Start of Dataset records
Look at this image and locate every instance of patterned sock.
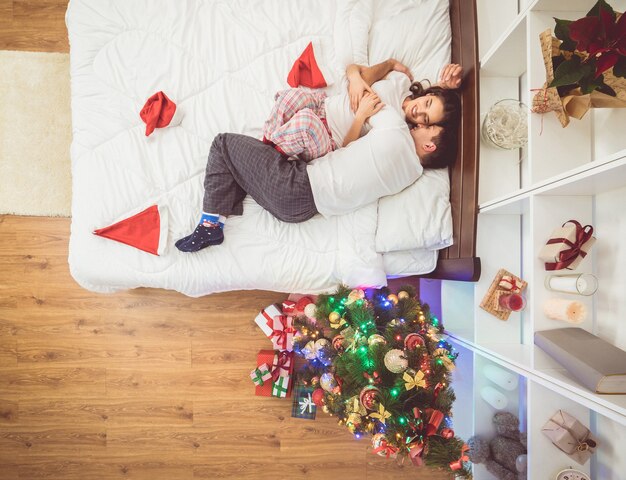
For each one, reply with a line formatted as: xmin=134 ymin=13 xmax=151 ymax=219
xmin=175 ymin=212 xmax=224 ymax=252
xmin=200 ymin=212 xmax=222 ymax=228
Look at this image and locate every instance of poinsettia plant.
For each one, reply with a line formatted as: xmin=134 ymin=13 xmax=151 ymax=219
xmin=551 ymin=0 xmax=626 ymax=96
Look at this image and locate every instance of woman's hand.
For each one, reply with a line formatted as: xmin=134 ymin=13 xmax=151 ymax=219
xmin=389 ymin=59 xmax=414 ymax=81
xmin=348 ymin=74 xmax=374 ymax=113
xmin=355 ymin=92 xmax=384 ymax=121
xmin=438 ymin=63 xmax=463 ymax=89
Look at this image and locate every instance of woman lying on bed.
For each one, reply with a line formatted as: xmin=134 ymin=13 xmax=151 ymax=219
xmin=262 ymin=60 xmax=462 ymax=167
xmin=175 ymin=61 xmax=463 ymax=253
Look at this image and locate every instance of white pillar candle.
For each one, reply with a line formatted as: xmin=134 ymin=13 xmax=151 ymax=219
xmin=545 ymin=274 xmax=598 ymax=296
xmin=484 ymin=364 xmax=518 ymax=391
xmin=480 ymin=386 xmax=508 ymax=410
xmin=543 ymin=298 xmax=587 ymax=324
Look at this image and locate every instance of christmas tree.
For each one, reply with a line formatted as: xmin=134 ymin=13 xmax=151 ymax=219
xmin=293 ymin=285 xmax=471 ymax=477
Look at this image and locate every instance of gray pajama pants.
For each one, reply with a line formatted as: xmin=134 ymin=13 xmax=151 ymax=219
xmin=202 ymin=133 xmax=318 ymax=223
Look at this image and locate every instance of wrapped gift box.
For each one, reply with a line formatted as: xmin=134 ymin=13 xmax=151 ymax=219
xmin=254 ymin=304 xmax=283 ymax=338
xmin=538 ymin=220 xmax=595 ymax=271
xmin=291 ymin=384 xmax=317 ymax=420
xmin=541 ymin=409 xmax=598 ymax=465
xmin=250 ymin=363 xmax=272 ymax=387
xmin=254 ymin=350 xmax=294 ymax=397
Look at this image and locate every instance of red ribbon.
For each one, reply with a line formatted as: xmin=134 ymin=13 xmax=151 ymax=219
xmin=271 ymin=351 xmax=292 ymax=382
xmin=407 ymin=438 xmax=426 ymax=467
xmin=363 ymin=371 xmax=381 ymax=384
xmin=373 ymin=441 xmax=399 ymax=459
xmin=425 ymin=409 xmax=444 ymax=437
xmin=268 ymin=315 xmax=296 ymax=350
xmin=449 ymin=444 xmax=469 ymax=471
xmin=545 ymin=220 xmax=594 ymax=271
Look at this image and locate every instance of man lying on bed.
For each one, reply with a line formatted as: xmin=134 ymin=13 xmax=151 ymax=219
xmin=175 ymin=61 xmax=462 ymax=252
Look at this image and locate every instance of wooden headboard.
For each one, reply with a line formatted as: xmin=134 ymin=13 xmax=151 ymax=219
xmin=414 ymin=0 xmax=481 ymax=282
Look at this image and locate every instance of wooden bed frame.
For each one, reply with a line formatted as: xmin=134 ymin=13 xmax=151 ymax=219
xmin=412 ymin=0 xmax=481 ymax=282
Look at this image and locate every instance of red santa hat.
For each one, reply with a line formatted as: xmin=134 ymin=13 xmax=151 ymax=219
xmin=287 ymin=41 xmax=334 ymax=89
xmin=139 ymin=91 xmax=184 ymax=136
xmin=93 ymin=204 xmax=168 ymax=255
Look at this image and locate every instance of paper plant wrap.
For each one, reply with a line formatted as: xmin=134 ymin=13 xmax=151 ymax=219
xmin=533 ymin=29 xmax=626 ymax=127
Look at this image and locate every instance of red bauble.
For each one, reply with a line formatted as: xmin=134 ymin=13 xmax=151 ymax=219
xmin=311 ymin=388 xmax=326 ymax=406
xmin=359 ymin=385 xmax=381 ymax=410
xmin=404 ymin=333 xmax=425 ymax=350
xmin=440 ymin=427 xmax=454 ymax=439
xmin=295 ymin=296 xmax=313 ymax=311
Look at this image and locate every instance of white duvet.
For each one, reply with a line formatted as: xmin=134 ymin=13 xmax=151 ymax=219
xmin=66 ymin=0 xmax=452 ymax=296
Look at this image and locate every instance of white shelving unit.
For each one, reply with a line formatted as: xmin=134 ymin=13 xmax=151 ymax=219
xmin=444 ymin=0 xmax=626 ymax=478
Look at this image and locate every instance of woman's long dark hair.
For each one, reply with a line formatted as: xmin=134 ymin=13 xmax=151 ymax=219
xmin=408 ymin=80 xmax=461 ymax=169
xmin=408 ymin=80 xmax=461 ymax=129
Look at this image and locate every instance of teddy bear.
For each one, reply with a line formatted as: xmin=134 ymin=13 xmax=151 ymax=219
xmin=466 ymin=412 xmax=527 ymax=480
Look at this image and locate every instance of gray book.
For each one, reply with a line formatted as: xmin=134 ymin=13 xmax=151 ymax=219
xmin=534 ymin=328 xmax=626 ymax=394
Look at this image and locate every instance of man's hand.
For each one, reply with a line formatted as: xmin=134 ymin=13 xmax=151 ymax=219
xmin=348 ymin=74 xmax=374 ymax=113
xmin=389 ymin=59 xmax=414 ymax=82
xmin=355 ymin=92 xmax=385 ymax=121
xmin=438 ymin=63 xmax=463 ymax=89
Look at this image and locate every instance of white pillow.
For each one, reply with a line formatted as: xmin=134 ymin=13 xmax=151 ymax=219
xmin=368 ymin=0 xmax=451 ymax=83
xmin=333 ymin=0 xmax=374 ymax=67
xmin=375 ymin=168 xmax=453 ymax=252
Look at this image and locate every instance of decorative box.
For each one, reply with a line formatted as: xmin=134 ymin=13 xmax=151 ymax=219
xmin=254 ymin=349 xmax=294 ymax=398
xmin=250 ymin=363 xmax=272 ymax=387
xmin=541 ymin=410 xmax=598 ymax=465
xmin=291 ymin=384 xmax=317 ymax=420
xmin=254 ymin=304 xmax=283 ymax=338
xmin=538 ymin=220 xmax=595 ymax=271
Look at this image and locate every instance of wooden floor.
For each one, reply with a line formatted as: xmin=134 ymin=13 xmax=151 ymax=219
xmin=0 ymin=2 xmax=452 ymax=479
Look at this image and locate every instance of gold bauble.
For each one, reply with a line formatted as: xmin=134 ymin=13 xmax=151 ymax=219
xmin=397 ymin=291 xmax=409 ymax=300
xmin=387 ymin=294 xmax=398 ymax=305
xmin=329 ymin=311 xmax=341 ymax=323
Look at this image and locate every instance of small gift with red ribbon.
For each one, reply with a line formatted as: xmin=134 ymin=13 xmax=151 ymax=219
End of Dataset records
Instructions for the task:
Take the preceding listing and transcribe it exactly, skipping the pictures.

Result of this task:
Look at this image and locate every instance of patterned sock.
For each one, reply with a line formatted as: xmin=134 ymin=13 xmax=151 ymax=219
xmin=175 ymin=212 xmax=224 ymax=252
xmin=200 ymin=212 xmax=222 ymax=228
Look at this image and locate every instance of poinsettia plant.
For each one, reply with a line formatted as: xmin=134 ymin=13 xmax=151 ymax=219
xmin=551 ymin=0 xmax=626 ymax=96
Look at this image and locate every instance of woman's hand.
For each one, reply with a line formatted as: xmin=134 ymin=13 xmax=151 ymax=219
xmin=389 ymin=59 xmax=414 ymax=81
xmin=348 ymin=74 xmax=374 ymax=113
xmin=355 ymin=92 xmax=384 ymax=121
xmin=438 ymin=63 xmax=463 ymax=89
Look at this image and locate every instance of woman lying on bed.
For each one, reply with a line formatted as: xmin=134 ymin=13 xmax=151 ymax=219
xmin=262 ymin=60 xmax=462 ymax=167
xmin=175 ymin=61 xmax=463 ymax=253
Look at this image and locate every instance of white pillar candle.
For each one, reply with a line formatted as: xmin=134 ymin=13 xmax=151 ymax=219
xmin=545 ymin=274 xmax=598 ymax=296
xmin=484 ymin=364 xmax=518 ymax=391
xmin=480 ymin=386 xmax=508 ymax=410
xmin=543 ymin=298 xmax=587 ymax=324
Look at this image and locate every instance of christmas tree.
For each one, reply with a line formatted as: xmin=134 ymin=13 xmax=151 ymax=219
xmin=293 ymin=285 xmax=471 ymax=477
Look at this image and locate every instance of gray pajama pants.
For each one, reply with a line formatted as: xmin=134 ymin=13 xmax=151 ymax=219
xmin=202 ymin=133 xmax=318 ymax=223
Look at this image and locate every instance of wrapped gift box.
For each one, reply with a line formatted as: xmin=134 ymin=13 xmax=151 ymax=219
xmin=254 ymin=304 xmax=283 ymax=338
xmin=538 ymin=220 xmax=595 ymax=271
xmin=291 ymin=384 xmax=317 ymax=420
xmin=541 ymin=409 xmax=598 ymax=465
xmin=250 ymin=363 xmax=272 ymax=387
xmin=254 ymin=350 xmax=294 ymax=397
Look at this image and locate every instance of red ribbon.
For each one, reply with a line formatted as: xmin=134 ymin=13 xmax=151 ymax=219
xmin=271 ymin=351 xmax=292 ymax=382
xmin=407 ymin=438 xmax=426 ymax=467
xmin=363 ymin=371 xmax=381 ymax=384
xmin=373 ymin=441 xmax=399 ymax=459
xmin=425 ymin=409 xmax=444 ymax=437
xmin=268 ymin=315 xmax=296 ymax=350
xmin=449 ymin=444 xmax=469 ymax=471
xmin=545 ymin=220 xmax=594 ymax=271
Look at this image and locate every instance of man lying on bed.
For each one, reply with a line formatted as: xmin=134 ymin=13 xmax=151 ymax=219
xmin=175 ymin=61 xmax=462 ymax=252
Look at this image and locate every instance of wooden headboard.
For each one, reply with a line formatted as: xmin=134 ymin=13 xmax=151 ymax=219
xmin=414 ymin=0 xmax=481 ymax=282
Look at this image and locate every instance of wooden bed frame.
For each one, reply with a line formatted as: xmin=134 ymin=13 xmax=151 ymax=219
xmin=412 ymin=0 xmax=481 ymax=282
Look at this image and locate every instance of red santa hat.
For each one, reply with a line formatted as: xmin=134 ymin=13 xmax=151 ymax=219
xmin=287 ymin=41 xmax=334 ymax=89
xmin=139 ymin=91 xmax=184 ymax=136
xmin=93 ymin=204 xmax=168 ymax=255
Look at this image and locate every instance of paper plant wrap.
For each one, reply with a line formatted as: xmin=134 ymin=13 xmax=151 ymax=219
xmin=533 ymin=29 xmax=626 ymax=127
Look at this image and locate every instance of red bauble.
For each one, reply with a line formatted as: xmin=134 ymin=13 xmax=151 ymax=219
xmin=311 ymin=388 xmax=326 ymax=406
xmin=359 ymin=385 xmax=381 ymax=410
xmin=404 ymin=333 xmax=425 ymax=350
xmin=440 ymin=427 xmax=454 ymax=439
xmin=295 ymin=296 xmax=313 ymax=311
Look at this image and locate every instance of white duvet.
For each one, reply with a line formatted as: xmin=134 ymin=13 xmax=151 ymax=219
xmin=66 ymin=0 xmax=452 ymax=296
Look at this image and locate every instance of white shelving unit.
For each one, reply with a line formatted as: xmin=134 ymin=13 xmax=151 ymax=219
xmin=444 ymin=0 xmax=626 ymax=478
Look at this image and locate every instance of woman's long dark hair.
For each one, reply with a line formatted as: xmin=134 ymin=13 xmax=151 ymax=219
xmin=408 ymin=80 xmax=461 ymax=169
xmin=408 ymin=80 xmax=461 ymax=129
Look at this image and locate every instance of teddy bear.
For each one, reply with a line formatted as: xmin=134 ymin=13 xmax=151 ymax=219
xmin=466 ymin=412 xmax=527 ymax=480
Look at this image and locate every instance of gray book.
For each one, reply with a line formatted as: xmin=134 ymin=13 xmax=151 ymax=219
xmin=534 ymin=328 xmax=626 ymax=394
Look at this image and locate every instance of man's hand.
For each one, reply with a line formatted as: xmin=134 ymin=13 xmax=151 ymax=219
xmin=348 ymin=74 xmax=374 ymax=113
xmin=389 ymin=59 xmax=414 ymax=82
xmin=355 ymin=92 xmax=385 ymax=121
xmin=438 ymin=63 xmax=463 ymax=89
Look at this image and locate every instance of white pillow.
For each one, reply with a line formatted as: xmin=134 ymin=13 xmax=151 ymax=219
xmin=368 ymin=0 xmax=451 ymax=83
xmin=333 ymin=0 xmax=374 ymax=67
xmin=375 ymin=168 xmax=453 ymax=252
Look at this image and locate every instance of decorative box.
For each one, reply with a line formatted as: xmin=134 ymin=13 xmax=151 ymax=219
xmin=254 ymin=349 xmax=294 ymax=398
xmin=250 ymin=363 xmax=272 ymax=387
xmin=541 ymin=410 xmax=598 ymax=465
xmin=291 ymin=384 xmax=317 ymax=420
xmin=254 ymin=304 xmax=283 ymax=338
xmin=538 ymin=220 xmax=595 ymax=271
Look at this image and locate every instance of wooden floor.
For each one, reply with a line formatted as: xmin=134 ymin=13 xmax=151 ymax=219
xmin=0 ymin=2 xmax=452 ymax=479
Look at this image and locate every instance of gold bauble.
For each one, reply with a line formatted as: xmin=134 ymin=13 xmax=151 ymax=219
xmin=397 ymin=291 xmax=409 ymax=300
xmin=387 ymin=294 xmax=398 ymax=305
xmin=329 ymin=311 xmax=341 ymax=323
Look at this image and locate every instance of small gift with red ribbon.
For each one, reply with a line formatted as: xmin=134 ymin=13 xmax=151 ymax=219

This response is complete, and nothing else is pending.